*** Opening of Provided information ***

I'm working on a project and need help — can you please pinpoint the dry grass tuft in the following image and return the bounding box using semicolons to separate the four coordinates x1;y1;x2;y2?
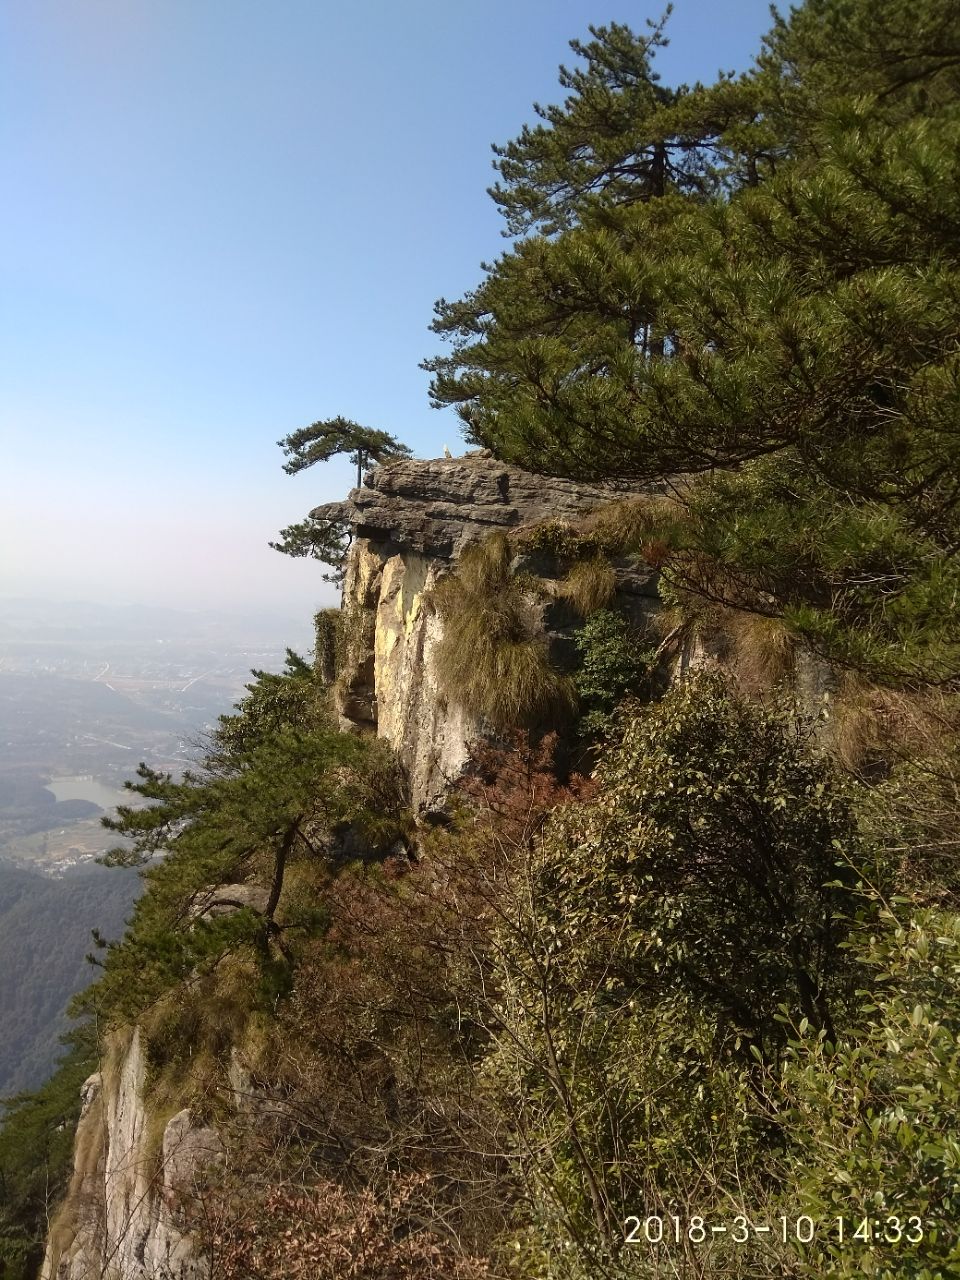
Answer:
431;533;575;730
721;610;796;694
828;674;884;770
559;556;617;616
826;679;960;772
586;492;690;559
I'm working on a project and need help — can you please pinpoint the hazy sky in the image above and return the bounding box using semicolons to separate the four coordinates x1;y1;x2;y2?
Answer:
2;0;775;619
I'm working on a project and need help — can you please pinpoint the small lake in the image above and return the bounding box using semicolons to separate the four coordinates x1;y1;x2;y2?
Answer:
46;776;131;811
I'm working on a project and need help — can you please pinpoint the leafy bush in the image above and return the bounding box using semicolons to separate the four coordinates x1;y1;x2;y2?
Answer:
483;674;882;1274
313;608;340;685
775;908;960;1279
572;608;654;733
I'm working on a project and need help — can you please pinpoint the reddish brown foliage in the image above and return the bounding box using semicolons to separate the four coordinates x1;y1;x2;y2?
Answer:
209;1175;491;1280
183;735;583;1276
457;730;595;844
197;827;511;1264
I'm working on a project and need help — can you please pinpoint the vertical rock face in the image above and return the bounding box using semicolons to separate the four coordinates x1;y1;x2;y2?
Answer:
323;454;660;811
337;537;483;813
41;1028;221;1280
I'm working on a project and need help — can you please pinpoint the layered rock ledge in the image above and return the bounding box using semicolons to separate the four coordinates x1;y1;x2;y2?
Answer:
318;452;659;811
310;452;643;559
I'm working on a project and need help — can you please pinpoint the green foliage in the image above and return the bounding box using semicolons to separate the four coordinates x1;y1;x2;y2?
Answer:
425;0;960;686
268;514;352;585
208;646;323;763
515;519;604;562
487;13;738;239
572;608;653;733
86;660;408;1027
313;608;340;685
776;909;960;1278
272;416;411;583
277;415;411;484
0;1037;97;1280
679;457;960;686
484;675;882;1271
431;533;575;730
864;702;960;905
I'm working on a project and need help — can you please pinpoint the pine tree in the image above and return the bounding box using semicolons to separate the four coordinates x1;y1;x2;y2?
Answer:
486;14;749;238
268;513;353;585
424;0;960;685
277;415;410;489
86;660;407;1022
271;416;411;584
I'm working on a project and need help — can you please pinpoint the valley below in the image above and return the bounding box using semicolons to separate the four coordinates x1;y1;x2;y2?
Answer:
0;597;313;1094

*** Close of Provided information ***

» **What needs to be done**:
Write out every record exactly. Leave the pictures out.

» **Solved problem**:
I'm working on a project and need help — can you please pinpoint the dry grass tuft in the following image and return the bounding box using semicolons to separate the four coordinates x1;y1;x2;y2?
Answer:
431;533;575;730
721;610;796;694
828;674;884;770
559;556;617;616
826;679;960;772
586;492;690;559
I'm working on a project and need help — can you please pinpoint the hazy sky in the image above and return the bounding box using semicolons to separate the four coordinates x1;y1;x2;y2?
Answer:
2;0;775;619
I'm working on a project and need help — can you please pinpoint the small lake in the image above and return the bounding box using semicolons to separate the four coordinates x1;y1;x2;y2?
Answer:
46;776;131;811
I'm working on a project and need help — can you please pinpoint the leafy bush in the image above and return the bounding box using semicolons to separate the four coordinates x1;y1;x2;y2?
Answer:
483;674;882;1274
313;608;340;685
775;908;960;1279
572;608;654;733
I'm working on a project and need help — can you please pinpoint the reddish brown foliage in the image above and return the bounding box using semicolons to separate the four coordinates x1;y1;x2;y2?
Answer:
209;1175;491;1280
183;735;583;1276
457;730;595;844
197;827;511;1264
I'm working on a project and need help — can you please pinpoint the vertical rock face in the image above and return the bounding box using semicolons to separate the four coordinates x1;y1;x2;y2?
Answer:
323;454;660;811
337;537;483;813
41;1028;221;1280
I'm working on a project and need help — can you please pinpoint the layered rock ledge in the image above and return the bounding box using semicolons to separate the four coordinates x1;y1;x2;y2?
Answer:
318;452;659;811
310;452;643;559
I'm working on a project and need help — can you please pinpoint the green foliage in the image above and return the bounding box using semicolons to separate the four coordinates x1;y1;x2;y2?
Answer:
425;0;960;686
268;514;352;585
208;646;323;763
515;519;604;562
487;13;738;239
572;608;653;733
86;660;408;1027
313;608;340;685
776;909;960;1278
272;416;411;583
277;415;411;484
0;1037;97;1280
679;457;960;686
484;675;882;1271
431;533;575;730
864;702;960;905
I'm working on a project and need help — can you please pinpoint the pine tree in the image above and return the bounding box using semicolons to separate the four coordinates x1;y1;x2;y2?
Answer:
486;14;749;238
268;513;353;585
424;0;960;685
277;415;410;489
86;660;407;1022
271;416;411;584
I'm working on a project and need help — can you please pinpoint the valley below in the image above and return the bounding box using semicolons to separate the four coordinates x1;y1;x2;y2?
Answer:
0;597;313;1094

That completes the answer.